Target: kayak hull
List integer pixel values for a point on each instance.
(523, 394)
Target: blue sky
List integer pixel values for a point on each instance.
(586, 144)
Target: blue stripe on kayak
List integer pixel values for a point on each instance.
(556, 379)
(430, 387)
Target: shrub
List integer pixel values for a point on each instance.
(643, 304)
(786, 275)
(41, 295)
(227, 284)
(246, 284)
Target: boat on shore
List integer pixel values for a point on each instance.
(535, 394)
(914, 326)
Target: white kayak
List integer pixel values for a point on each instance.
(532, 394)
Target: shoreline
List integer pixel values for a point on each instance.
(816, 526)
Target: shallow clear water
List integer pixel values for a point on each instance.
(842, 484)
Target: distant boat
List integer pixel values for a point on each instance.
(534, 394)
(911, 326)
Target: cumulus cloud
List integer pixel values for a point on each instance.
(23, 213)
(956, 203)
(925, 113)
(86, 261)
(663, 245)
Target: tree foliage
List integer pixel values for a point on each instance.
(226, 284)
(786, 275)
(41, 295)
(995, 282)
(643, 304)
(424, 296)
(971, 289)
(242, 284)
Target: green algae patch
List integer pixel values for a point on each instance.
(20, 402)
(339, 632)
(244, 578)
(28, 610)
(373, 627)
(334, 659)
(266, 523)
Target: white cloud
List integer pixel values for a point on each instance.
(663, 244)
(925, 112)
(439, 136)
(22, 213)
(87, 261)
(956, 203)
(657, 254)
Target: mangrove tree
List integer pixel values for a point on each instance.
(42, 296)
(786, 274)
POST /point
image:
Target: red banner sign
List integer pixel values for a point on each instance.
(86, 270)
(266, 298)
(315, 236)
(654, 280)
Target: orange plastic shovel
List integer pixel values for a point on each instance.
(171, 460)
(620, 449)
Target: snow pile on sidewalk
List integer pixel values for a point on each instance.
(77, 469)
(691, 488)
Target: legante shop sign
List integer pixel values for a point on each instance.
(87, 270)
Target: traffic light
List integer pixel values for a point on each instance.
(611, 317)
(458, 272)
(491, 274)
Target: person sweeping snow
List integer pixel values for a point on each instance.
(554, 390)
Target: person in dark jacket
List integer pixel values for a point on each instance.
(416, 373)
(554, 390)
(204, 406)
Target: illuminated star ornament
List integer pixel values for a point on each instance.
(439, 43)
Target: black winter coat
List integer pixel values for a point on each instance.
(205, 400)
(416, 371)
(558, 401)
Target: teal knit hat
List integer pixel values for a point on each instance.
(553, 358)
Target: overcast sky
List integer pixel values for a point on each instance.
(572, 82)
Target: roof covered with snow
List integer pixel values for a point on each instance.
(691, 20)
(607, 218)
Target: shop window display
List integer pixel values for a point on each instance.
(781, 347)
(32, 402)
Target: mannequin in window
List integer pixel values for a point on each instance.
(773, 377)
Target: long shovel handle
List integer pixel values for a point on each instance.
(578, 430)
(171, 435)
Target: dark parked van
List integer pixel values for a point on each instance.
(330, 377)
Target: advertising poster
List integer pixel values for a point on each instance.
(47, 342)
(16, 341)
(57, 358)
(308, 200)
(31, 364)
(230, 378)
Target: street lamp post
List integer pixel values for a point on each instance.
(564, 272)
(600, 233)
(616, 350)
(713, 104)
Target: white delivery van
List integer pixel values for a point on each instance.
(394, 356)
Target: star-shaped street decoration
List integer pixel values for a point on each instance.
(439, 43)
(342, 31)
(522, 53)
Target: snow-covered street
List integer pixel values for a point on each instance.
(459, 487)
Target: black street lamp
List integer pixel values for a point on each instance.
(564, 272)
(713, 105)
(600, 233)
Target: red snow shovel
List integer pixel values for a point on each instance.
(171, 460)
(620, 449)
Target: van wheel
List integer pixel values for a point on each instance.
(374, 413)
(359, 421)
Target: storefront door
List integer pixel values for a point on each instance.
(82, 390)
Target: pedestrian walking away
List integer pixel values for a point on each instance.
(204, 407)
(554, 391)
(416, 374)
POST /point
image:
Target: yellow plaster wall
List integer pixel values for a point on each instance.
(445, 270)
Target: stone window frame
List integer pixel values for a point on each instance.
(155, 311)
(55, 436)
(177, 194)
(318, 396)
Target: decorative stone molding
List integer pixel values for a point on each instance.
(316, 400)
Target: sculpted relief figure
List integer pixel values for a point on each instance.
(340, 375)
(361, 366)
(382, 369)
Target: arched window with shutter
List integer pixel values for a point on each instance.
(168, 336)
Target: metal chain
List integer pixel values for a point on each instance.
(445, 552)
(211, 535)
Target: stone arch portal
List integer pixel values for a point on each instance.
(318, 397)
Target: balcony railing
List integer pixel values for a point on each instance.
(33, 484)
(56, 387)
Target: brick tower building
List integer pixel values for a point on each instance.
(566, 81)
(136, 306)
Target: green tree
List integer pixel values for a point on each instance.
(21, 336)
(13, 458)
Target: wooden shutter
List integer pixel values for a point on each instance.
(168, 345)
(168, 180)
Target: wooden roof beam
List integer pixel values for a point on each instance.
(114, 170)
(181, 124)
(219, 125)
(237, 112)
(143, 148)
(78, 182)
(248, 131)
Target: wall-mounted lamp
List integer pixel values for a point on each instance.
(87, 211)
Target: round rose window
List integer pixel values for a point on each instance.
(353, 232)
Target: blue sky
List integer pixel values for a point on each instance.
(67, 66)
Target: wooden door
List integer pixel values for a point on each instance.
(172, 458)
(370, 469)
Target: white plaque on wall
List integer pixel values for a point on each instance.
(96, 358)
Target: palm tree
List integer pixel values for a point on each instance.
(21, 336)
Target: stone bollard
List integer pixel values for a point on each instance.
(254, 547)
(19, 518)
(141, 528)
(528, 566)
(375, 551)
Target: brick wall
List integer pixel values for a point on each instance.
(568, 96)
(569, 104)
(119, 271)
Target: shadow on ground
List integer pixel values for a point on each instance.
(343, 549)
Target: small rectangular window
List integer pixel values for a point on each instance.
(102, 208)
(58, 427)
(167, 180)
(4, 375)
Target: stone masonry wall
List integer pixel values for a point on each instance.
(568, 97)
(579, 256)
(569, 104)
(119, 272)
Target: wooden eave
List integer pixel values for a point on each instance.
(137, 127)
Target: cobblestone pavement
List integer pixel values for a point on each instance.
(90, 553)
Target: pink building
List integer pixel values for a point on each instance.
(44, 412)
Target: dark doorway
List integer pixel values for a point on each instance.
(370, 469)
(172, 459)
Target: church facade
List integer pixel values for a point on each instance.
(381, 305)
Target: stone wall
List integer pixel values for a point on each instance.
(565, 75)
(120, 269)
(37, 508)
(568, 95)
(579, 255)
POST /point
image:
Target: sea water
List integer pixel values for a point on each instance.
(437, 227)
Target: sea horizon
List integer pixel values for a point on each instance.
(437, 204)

◇ ◇ ◇

Copy word for word every line of the entries from the line containing "Target: sea horizon" through the end of the entries.

Target: sea horizon
List integer pixel values for a point on each instance.
(437, 204)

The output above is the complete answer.